Material supplied Block Start

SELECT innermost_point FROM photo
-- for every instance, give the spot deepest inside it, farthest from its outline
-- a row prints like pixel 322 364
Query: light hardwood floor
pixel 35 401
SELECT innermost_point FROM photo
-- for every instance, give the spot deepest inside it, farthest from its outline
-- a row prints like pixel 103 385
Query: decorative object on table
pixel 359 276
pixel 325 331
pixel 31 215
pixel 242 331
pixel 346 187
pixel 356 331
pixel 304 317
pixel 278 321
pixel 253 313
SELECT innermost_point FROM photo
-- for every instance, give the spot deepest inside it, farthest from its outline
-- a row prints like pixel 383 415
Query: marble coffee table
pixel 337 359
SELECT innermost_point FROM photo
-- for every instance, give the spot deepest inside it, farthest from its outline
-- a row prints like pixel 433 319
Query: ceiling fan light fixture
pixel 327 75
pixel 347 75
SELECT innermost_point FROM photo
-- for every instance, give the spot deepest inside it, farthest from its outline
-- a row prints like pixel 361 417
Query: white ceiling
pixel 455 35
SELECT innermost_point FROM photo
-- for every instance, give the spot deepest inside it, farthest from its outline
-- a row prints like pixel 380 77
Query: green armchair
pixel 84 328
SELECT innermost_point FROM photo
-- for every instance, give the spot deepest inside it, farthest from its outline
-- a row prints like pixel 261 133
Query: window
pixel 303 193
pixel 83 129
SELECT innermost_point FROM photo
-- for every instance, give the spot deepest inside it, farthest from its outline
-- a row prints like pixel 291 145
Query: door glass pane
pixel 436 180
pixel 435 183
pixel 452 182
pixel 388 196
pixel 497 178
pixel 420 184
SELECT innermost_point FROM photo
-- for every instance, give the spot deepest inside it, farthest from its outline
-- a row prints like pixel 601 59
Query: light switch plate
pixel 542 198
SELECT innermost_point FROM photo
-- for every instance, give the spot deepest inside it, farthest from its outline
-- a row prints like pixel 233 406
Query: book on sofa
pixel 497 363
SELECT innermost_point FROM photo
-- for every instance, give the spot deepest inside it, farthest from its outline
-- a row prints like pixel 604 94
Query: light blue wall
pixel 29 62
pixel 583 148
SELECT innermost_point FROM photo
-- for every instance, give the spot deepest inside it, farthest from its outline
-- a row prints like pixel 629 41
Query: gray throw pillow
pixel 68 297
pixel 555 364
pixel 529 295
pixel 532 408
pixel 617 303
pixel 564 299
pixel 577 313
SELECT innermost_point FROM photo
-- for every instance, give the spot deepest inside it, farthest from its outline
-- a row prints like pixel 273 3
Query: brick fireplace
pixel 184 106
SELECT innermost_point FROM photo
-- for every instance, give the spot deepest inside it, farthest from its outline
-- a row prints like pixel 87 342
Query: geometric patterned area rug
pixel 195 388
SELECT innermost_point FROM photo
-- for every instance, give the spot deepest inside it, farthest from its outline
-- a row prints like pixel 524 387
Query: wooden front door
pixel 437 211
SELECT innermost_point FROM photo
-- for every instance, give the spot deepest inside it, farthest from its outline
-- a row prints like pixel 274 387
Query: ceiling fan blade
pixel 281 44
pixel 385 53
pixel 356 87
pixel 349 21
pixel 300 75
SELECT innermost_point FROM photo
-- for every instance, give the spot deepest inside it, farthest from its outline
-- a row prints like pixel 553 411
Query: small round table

Material supplied Block End

Set down the lines of the records exactly, from the first one through the line containing "-- a row prints like pixel 103 385", and add nothing else.

SELECT innermost_point FROM photo
-- for every instance, give the spot deepest inside it, farthest from its outline
-- a row prints like pixel 322 364
Query: light hardwood floor
pixel 35 401
SELECT innermost_point FROM photo
-- for every instance, give the spot deepest inside it, farthest from its outline
-- a row prints like pixel 103 385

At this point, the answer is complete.